Required action:
Only one stretch of the listing below is wanted. Begin at the line that has "Target: fur-trimmed hood", stop after the line that has "Target: white patterned scarf", and repeat every line in between exactly.

Data for review:
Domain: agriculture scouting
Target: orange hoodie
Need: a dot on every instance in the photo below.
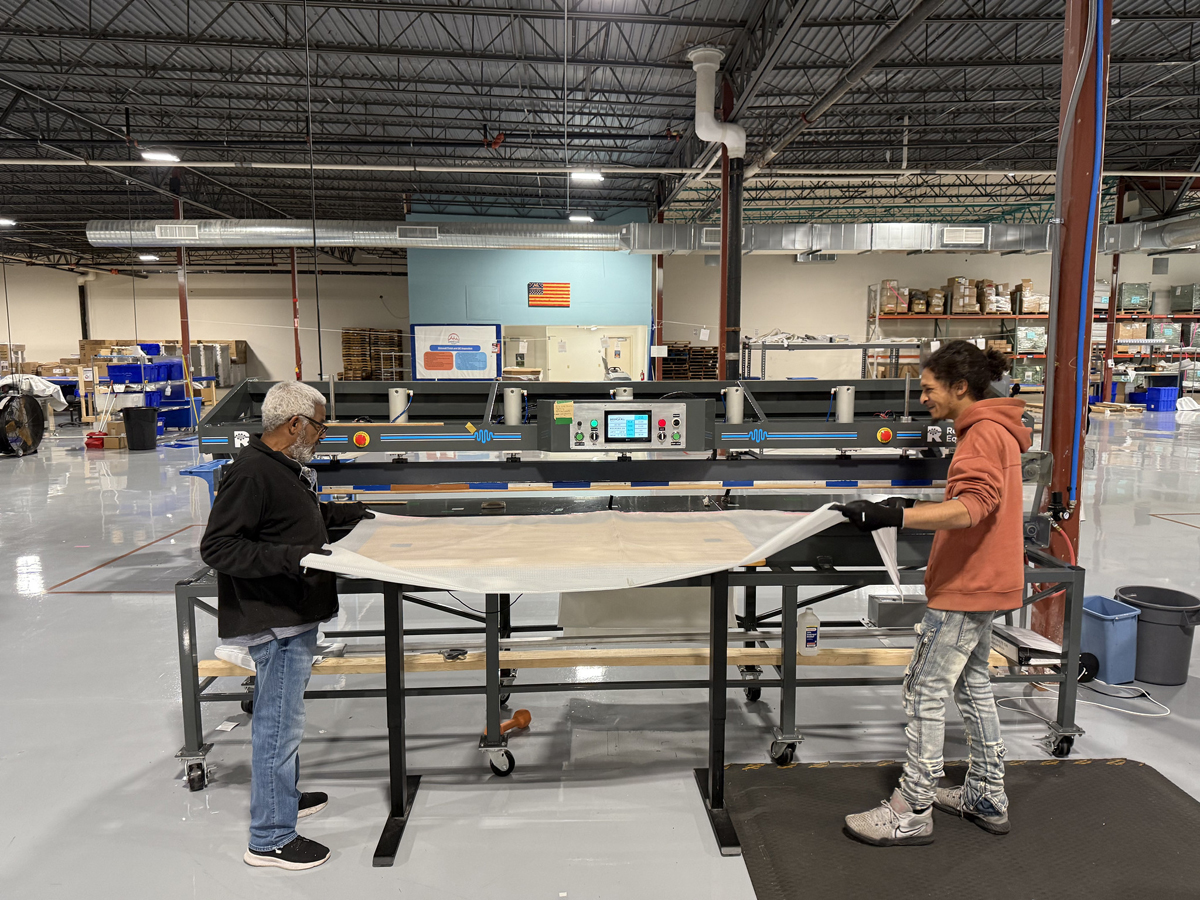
(983, 567)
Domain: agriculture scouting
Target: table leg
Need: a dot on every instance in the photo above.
(712, 780)
(403, 786)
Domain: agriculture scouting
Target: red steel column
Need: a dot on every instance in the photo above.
(1077, 274)
(295, 313)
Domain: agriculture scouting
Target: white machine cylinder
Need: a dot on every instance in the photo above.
(735, 405)
(399, 400)
(845, 403)
(514, 400)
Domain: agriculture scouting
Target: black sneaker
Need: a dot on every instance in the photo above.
(312, 803)
(300, 853)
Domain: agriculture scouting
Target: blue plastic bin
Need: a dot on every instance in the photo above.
(1162, 400)
(1110, 631)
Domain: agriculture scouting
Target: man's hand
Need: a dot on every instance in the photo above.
(868, 516)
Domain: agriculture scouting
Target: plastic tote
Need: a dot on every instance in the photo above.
(141, 424)
(1165, 628)
(1110, 631)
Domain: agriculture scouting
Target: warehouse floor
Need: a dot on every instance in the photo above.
(603, 803)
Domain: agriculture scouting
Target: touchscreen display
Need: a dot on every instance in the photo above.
(634, 425)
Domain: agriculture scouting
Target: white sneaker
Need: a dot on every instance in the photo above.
(892, 823)
(237, 654)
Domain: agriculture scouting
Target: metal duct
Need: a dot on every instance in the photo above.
(299, 233)
(636, 238)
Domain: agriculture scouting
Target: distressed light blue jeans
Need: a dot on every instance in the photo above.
(282, 671)
(952, 657)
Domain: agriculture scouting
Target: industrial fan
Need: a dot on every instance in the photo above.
(22, 425)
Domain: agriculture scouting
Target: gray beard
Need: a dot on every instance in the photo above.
(300, 451)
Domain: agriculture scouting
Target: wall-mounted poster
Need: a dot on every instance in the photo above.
(460, 353)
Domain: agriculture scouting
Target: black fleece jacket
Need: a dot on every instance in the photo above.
(264, 520)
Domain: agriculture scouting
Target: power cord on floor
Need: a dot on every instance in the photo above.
(1138, 695)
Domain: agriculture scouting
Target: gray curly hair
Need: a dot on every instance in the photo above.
(288, 399)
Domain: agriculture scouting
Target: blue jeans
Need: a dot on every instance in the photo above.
(282, 671)
(952, 655)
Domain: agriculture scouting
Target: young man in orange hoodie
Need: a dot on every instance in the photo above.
(976, 569)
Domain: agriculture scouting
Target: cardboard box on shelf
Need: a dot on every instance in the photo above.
(1133, 295)
(1186, 298)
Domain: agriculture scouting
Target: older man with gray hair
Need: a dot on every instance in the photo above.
(265, 517)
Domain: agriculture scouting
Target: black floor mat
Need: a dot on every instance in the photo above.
(1081, 828)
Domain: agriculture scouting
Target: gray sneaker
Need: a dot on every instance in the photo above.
(892, 823)
(983, 814)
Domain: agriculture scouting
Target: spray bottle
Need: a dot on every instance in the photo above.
(809, 627)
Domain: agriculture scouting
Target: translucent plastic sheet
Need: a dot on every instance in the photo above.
(589, 551)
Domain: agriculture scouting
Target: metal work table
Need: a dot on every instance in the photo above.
(831, 559)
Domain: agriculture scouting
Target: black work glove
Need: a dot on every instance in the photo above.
(868, 516)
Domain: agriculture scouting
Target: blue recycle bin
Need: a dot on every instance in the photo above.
(1110, 631)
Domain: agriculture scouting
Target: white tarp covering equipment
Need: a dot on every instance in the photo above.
(587, 551)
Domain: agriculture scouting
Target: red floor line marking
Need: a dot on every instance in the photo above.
(115, 559)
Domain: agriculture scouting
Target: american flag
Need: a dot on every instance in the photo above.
(550, 293)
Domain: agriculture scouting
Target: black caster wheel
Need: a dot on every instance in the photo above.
(509, 765)
(196, 779)
(1061, 748)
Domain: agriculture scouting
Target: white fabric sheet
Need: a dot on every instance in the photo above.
(589, 551)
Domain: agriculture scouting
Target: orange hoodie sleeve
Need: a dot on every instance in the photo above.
(977, 480)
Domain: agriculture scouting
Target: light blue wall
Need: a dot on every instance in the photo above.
(491, 286)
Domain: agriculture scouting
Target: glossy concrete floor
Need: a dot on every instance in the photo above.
(603, 803)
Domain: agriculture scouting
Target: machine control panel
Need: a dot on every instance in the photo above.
(627, 425)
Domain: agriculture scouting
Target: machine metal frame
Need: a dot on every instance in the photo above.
(1053, 574)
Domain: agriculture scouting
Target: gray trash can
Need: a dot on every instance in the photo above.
(1165, 629)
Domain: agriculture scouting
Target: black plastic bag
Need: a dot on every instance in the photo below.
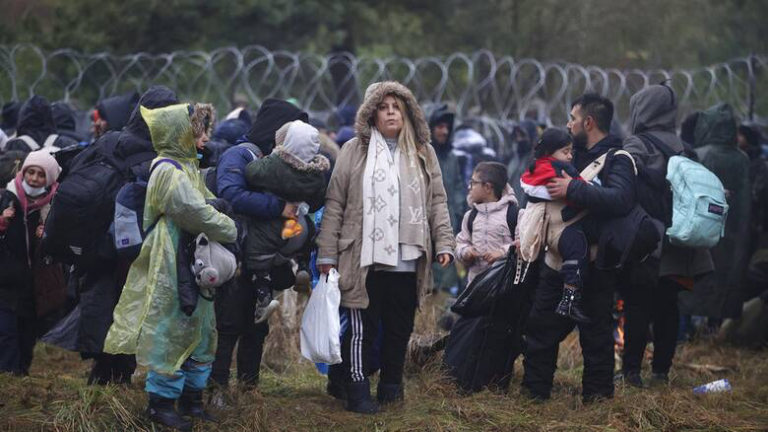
(487, 287)
(66, 332)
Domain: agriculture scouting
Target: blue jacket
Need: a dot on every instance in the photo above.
(231, 185)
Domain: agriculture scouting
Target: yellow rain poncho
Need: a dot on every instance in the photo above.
(148, 321)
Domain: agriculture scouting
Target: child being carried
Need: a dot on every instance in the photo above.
(295, 173)
(552, 157)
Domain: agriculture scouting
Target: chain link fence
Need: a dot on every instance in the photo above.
(490, 90)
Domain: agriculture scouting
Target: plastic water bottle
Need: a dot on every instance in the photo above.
(714, 387)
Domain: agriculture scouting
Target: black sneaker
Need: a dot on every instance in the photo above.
(570, 305)
(631, 379)
(659, 379)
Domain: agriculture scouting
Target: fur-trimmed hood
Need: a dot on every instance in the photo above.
(375, 93)
(318, 163)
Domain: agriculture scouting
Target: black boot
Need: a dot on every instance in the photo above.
(570, 305)
(359, 398)
(389, 393)
(162, 411)
(191, 405)
(336, 390)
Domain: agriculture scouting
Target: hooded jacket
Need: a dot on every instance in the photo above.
(718, 295)
(18, 243)
(148, 320)
(66, 123)
(273, 114)
(36, 121)
(340, 238)
(490, 232)
(616, 195)
(10, 116)
(116, 111)
(653, 110)
(453, 181)
(135, 144)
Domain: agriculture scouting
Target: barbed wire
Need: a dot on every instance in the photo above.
(493, 91)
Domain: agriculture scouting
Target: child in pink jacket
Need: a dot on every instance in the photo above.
(490, 238)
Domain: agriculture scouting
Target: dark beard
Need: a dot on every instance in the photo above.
(580, 140)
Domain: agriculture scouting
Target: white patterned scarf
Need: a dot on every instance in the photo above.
(394, 218)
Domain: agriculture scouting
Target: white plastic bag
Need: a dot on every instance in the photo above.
(320, 325)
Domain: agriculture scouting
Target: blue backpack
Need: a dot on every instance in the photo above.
(699, 207)
(128, 229)
(689, 199)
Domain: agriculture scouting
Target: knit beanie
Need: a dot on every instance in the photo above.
(552, 140)
(299, 139)
(43, 159)
(214, 264)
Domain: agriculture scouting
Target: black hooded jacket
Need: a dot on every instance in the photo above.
(134, 146)
(117, 110)
(10, 117)
(66, 123)
(272, 115)
(36, 121)
(442, 113)
(616, 194)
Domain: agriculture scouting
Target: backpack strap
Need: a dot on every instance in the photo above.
(512, 210)
(471, 220)
(151, 170)
(625, 153)
(162, 161)
(30, 142)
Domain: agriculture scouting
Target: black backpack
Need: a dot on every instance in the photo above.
(512, 211)
(653, 191)
(84, 205)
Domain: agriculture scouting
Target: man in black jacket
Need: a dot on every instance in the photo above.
(100, 287)
(590, 122)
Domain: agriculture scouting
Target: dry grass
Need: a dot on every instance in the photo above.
(291, 397)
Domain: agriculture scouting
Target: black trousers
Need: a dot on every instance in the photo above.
(392, 303)
(645, 304)
(112, 368)
(234, 321)
(545, 330)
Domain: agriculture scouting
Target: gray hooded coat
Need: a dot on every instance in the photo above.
(654, 110)
(720, 295)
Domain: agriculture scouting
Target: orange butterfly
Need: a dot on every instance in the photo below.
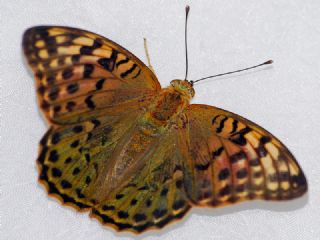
(138, 156)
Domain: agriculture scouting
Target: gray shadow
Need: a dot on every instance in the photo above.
(276, 206)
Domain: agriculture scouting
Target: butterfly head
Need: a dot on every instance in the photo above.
(184, 87)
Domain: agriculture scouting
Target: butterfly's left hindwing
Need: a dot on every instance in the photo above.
(230, 159)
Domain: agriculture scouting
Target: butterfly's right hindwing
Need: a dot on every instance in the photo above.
(231, 159)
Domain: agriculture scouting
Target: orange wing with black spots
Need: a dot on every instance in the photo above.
(80, 74)
(230, 159)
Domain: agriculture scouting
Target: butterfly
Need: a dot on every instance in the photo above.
(138, 156)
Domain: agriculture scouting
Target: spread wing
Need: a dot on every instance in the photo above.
(80, 74)
(231, 159)
(153, 195)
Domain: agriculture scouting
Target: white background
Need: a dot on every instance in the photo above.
(223, 36)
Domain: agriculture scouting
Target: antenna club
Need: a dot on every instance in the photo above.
(268, 62)
(187, 9)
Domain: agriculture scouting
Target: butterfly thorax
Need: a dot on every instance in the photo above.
(170, 102)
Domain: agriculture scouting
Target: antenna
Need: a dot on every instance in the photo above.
(241, 70)
(185, 40)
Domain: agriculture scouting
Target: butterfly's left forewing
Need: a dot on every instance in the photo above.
(80, 75)
(230, 159)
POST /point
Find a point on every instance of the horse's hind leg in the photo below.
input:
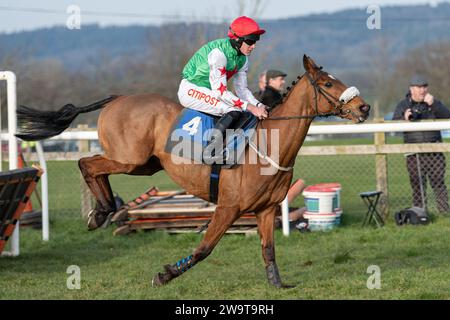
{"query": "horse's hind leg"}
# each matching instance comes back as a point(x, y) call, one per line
point(222, 219)
point(95, 171)
point(266, 224)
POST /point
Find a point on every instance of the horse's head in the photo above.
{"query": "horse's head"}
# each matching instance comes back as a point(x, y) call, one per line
point(332, 97)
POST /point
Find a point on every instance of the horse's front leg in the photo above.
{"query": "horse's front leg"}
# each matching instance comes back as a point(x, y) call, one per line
point(222, 219)
point(266, 225)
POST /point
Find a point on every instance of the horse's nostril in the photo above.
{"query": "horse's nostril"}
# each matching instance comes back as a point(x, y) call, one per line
point(364, 108)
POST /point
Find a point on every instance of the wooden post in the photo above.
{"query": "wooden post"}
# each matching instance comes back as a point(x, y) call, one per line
point(381, 166)
point(83, 145)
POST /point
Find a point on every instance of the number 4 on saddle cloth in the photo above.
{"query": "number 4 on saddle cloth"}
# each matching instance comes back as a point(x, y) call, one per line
point(193, 130)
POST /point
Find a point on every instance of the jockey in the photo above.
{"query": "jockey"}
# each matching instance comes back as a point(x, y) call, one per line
point(205, 76)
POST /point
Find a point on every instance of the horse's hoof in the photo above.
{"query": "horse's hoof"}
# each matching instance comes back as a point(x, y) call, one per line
point(287, 286)
point(95, 220)
point(120, 215)
point(158, 280)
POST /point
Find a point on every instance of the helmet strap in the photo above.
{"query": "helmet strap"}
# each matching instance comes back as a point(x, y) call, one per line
point(236, 44)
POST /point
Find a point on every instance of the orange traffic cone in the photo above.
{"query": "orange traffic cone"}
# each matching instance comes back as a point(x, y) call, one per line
point(20, 164)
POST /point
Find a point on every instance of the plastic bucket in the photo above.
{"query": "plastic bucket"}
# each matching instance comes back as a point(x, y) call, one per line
point(337, 188)
point(320, 222)
point(319, 200)
point(338, 213)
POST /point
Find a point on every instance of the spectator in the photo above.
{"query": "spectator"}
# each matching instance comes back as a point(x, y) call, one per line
point(420, 104)
point(275, 81)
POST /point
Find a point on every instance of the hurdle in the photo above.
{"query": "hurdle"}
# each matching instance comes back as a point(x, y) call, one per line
point(11, 96)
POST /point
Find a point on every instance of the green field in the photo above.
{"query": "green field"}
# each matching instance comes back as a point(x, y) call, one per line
point(414, 261)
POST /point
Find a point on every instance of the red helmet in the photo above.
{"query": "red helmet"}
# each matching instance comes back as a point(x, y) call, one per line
point(244, 27)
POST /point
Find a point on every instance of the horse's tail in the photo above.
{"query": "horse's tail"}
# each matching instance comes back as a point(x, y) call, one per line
point(38, 125)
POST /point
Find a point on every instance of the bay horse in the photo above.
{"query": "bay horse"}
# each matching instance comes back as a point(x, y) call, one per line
point(133, 131)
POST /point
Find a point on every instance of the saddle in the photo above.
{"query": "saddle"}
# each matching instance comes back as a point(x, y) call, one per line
point(192, 131)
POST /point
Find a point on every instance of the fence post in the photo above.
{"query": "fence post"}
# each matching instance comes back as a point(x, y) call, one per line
point(381, 165)
point(83, 145)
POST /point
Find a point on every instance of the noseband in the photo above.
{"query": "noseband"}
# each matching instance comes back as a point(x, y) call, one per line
point(336, 103)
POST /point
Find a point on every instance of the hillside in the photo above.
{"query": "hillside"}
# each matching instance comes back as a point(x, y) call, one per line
point(338, 40)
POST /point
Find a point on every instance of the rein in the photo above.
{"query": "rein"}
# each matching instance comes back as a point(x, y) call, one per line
point(328, 96)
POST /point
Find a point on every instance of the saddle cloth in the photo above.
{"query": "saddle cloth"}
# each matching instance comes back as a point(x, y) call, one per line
point(192, 131)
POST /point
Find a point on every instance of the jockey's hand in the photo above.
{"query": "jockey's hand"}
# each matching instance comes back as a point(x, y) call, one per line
point(259, 112)
point(408, 114)
point(429, 99)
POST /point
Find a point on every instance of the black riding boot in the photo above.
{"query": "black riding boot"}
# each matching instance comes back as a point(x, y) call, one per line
point(215, 147)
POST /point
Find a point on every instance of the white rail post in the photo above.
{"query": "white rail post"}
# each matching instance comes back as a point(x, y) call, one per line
point(10, 78)
point(44, 188)
point(285, 216)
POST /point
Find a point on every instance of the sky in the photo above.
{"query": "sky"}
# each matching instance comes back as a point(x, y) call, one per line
point(19, 15)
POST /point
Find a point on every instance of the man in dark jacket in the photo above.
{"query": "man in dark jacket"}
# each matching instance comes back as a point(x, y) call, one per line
point(418, 105)
point(271, 96)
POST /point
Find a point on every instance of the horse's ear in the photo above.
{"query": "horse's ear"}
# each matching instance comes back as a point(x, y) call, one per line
point(309, 65)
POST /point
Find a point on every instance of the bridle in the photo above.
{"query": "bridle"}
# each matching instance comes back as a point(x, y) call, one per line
point(331, 99)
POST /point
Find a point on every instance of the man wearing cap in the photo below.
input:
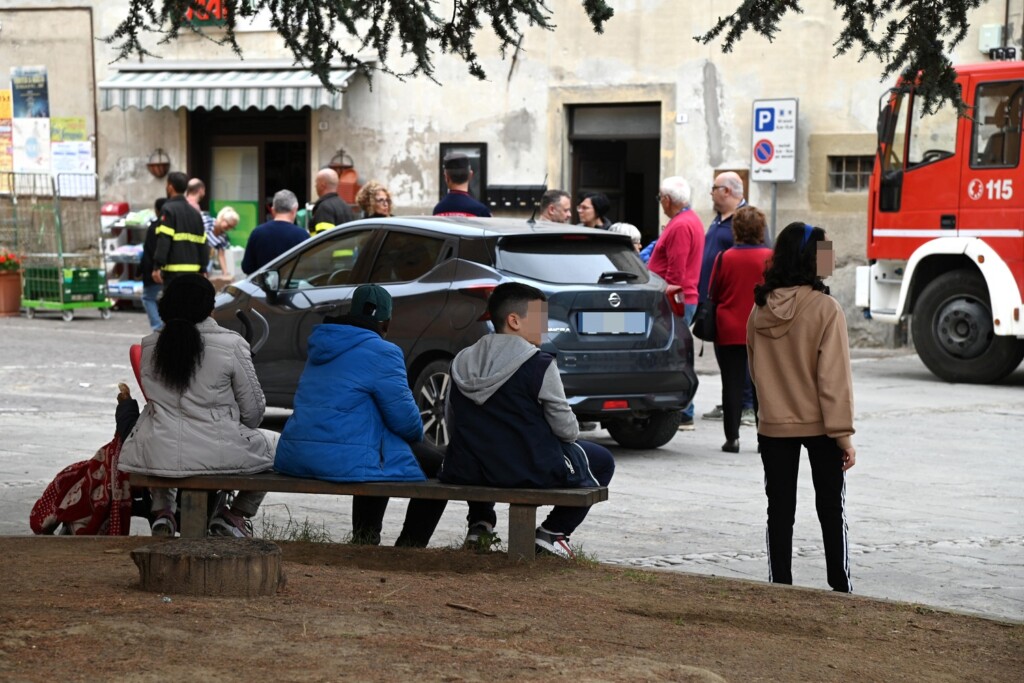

Exercise answer:
Target: fur-trimmed hood
Need: a dot on every instance in the photo above.
(375, 93)
(318, 163)
Domain: agriculture scouting
Target: black boot
Need: a dot on every instance in the photo above.
(570, 305)
(359, 398)
(389, 393)
(162, 411)
(191, 405)
(336, 390)
Domain: agriculture scouting
Target: hooded jacket
Need: a dot on every instance in the photo above.
(718, 295)
(18, 243)
(148, 320)
(66, 123)
(273, 114)
(36, 121)
(340, 238)
(490, 232)
(616, 195)
(10, 116)
(116, 111)
(653, 110)
(453, 181)
(135, 144)
Domain: agriculture scouting
Target: barbed wire
Need: a dot on every instance in the photo above.
(493, 91)
Domain: agriculture scouting
Target: child in pink jacket
Need: a dot on every instance in the photo above.
(490, 238)
Domain: agriculture scouting
Target: dark beard
Need: a dot on every instance in the photo above.
(580, 140)
Domain: agriculture scouting
Target: white patterned scarf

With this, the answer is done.